### Written instruction
Starting with the line containing "Tag the gray" and going on through the last of the rows, write every line out again, shifting each answer coordinate up by 108. Keep the sample coordinates and all other text unchanged.

[Point labeling dataset excerpts]

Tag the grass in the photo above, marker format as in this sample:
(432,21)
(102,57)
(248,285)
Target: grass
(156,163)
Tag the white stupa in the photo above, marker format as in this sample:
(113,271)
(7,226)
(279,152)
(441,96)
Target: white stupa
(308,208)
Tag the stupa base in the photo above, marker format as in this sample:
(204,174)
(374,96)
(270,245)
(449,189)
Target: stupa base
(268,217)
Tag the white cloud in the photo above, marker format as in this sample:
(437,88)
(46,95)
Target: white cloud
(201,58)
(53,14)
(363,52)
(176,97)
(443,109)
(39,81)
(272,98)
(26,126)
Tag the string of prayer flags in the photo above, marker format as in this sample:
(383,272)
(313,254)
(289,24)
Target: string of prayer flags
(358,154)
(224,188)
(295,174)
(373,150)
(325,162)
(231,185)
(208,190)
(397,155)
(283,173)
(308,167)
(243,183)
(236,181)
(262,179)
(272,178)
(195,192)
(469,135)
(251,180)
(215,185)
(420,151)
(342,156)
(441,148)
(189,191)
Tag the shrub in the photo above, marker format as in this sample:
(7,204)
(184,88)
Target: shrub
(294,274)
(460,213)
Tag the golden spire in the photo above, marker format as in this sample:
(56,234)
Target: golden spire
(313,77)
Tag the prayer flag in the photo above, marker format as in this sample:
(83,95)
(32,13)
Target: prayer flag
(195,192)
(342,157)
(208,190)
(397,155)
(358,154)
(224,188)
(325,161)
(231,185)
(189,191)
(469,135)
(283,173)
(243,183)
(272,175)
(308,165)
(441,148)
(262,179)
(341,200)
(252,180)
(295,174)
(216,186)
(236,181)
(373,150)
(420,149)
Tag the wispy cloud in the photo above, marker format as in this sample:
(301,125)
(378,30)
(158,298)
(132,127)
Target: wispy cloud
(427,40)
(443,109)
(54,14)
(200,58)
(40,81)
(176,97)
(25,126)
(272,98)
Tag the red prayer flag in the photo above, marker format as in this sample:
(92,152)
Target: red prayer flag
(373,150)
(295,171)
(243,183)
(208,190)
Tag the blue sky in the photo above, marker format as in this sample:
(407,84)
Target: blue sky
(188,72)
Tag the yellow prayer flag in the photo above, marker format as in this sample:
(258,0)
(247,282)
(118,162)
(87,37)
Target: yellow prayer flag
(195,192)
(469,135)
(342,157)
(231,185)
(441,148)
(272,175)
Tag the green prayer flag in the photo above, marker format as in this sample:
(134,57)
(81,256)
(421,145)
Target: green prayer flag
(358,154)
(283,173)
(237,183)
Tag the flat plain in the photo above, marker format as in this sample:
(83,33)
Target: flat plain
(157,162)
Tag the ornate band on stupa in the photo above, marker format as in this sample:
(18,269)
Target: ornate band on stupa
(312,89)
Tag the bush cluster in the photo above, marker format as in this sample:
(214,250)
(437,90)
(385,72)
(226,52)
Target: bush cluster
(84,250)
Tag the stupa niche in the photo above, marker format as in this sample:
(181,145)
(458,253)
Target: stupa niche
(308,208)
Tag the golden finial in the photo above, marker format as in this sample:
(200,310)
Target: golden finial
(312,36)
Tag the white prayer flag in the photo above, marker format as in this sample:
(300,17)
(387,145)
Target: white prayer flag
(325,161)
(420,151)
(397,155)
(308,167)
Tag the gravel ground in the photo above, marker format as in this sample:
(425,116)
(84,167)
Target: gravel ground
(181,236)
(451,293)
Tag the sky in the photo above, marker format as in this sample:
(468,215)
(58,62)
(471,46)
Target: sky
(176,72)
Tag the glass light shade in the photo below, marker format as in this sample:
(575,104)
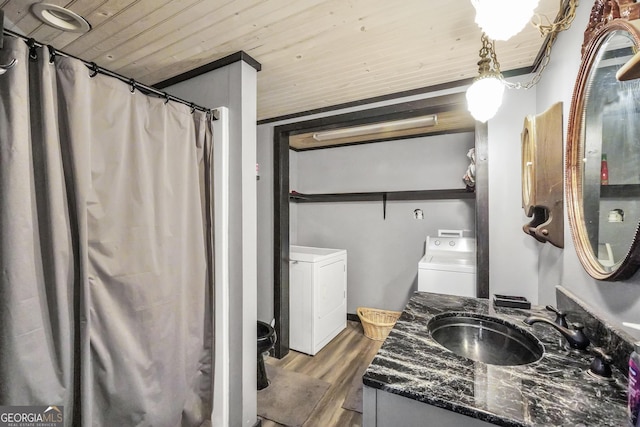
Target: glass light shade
(502,19)
(484,97)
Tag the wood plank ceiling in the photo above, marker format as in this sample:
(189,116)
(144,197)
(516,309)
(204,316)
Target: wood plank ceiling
(314,53)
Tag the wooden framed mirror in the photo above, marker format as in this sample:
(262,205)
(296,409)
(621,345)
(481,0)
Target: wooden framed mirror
(603,154)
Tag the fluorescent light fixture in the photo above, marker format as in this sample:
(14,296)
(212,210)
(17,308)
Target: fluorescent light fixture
(377,128)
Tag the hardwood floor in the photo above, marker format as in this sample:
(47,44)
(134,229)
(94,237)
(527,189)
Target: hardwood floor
(338,363)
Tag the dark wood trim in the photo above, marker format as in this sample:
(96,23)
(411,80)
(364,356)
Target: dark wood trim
(219,63)
(622,191)
(455,193)
(353,317)
(393,138)
(482,209)
(281,193)
(391,96)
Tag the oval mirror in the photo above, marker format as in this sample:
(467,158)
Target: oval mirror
(603,156)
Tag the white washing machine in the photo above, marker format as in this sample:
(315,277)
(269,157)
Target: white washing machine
(449,264)
(317,296)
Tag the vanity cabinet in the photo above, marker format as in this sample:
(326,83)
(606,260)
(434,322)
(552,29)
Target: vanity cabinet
(382,409)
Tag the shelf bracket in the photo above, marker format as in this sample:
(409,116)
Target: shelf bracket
(384,205)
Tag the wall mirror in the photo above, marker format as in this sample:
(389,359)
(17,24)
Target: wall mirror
(603,155)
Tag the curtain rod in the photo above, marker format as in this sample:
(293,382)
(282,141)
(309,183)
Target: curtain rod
(94,68)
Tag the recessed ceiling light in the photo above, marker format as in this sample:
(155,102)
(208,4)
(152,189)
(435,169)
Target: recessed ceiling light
(60,18)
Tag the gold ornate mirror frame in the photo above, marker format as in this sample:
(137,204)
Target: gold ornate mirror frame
(605,20)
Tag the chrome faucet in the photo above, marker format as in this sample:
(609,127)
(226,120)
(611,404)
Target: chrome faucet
(574,336)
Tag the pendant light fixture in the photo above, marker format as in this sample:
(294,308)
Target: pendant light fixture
(484,96)
(491,14)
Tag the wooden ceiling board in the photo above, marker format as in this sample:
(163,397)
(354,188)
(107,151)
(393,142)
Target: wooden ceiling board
(314,53)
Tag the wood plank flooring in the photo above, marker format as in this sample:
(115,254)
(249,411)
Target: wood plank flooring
(337,364)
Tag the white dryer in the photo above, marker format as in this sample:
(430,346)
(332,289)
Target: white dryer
(449,264)
(317,297)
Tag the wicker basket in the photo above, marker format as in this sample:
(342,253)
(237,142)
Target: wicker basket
(377,323)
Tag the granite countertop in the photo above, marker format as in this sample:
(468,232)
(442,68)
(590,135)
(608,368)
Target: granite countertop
(554,391)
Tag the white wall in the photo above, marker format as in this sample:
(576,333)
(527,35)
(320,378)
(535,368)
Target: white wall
(383,254)
(519,264)
(513,255)
(234,86)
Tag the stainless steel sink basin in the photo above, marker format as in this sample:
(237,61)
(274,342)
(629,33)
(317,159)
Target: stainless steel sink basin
(485,339)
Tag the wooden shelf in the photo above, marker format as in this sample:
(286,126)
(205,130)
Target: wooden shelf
(384,196)
(624,191)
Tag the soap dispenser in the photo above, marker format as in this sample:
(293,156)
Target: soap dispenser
(634,386)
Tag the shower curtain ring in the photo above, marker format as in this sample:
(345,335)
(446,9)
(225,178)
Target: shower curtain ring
(94,70)
(10,65)
(52,54)
(33,54)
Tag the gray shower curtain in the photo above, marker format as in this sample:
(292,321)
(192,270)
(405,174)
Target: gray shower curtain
(105,248)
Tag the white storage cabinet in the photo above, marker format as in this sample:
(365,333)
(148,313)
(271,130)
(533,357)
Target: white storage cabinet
(317,296)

### Problem solution
Tag the gray shower curtain in the photo above, marker format as in this sample:
(292,321)
(192,270)
(405,174)
Target: gray shower curtain
(213,356)
Tag the white storage cabinet in the photo above, marker format as in this sample:
(365,333)
(148,313)
(271,130)
(533,357)
Target: white storage cabinet
(425,404)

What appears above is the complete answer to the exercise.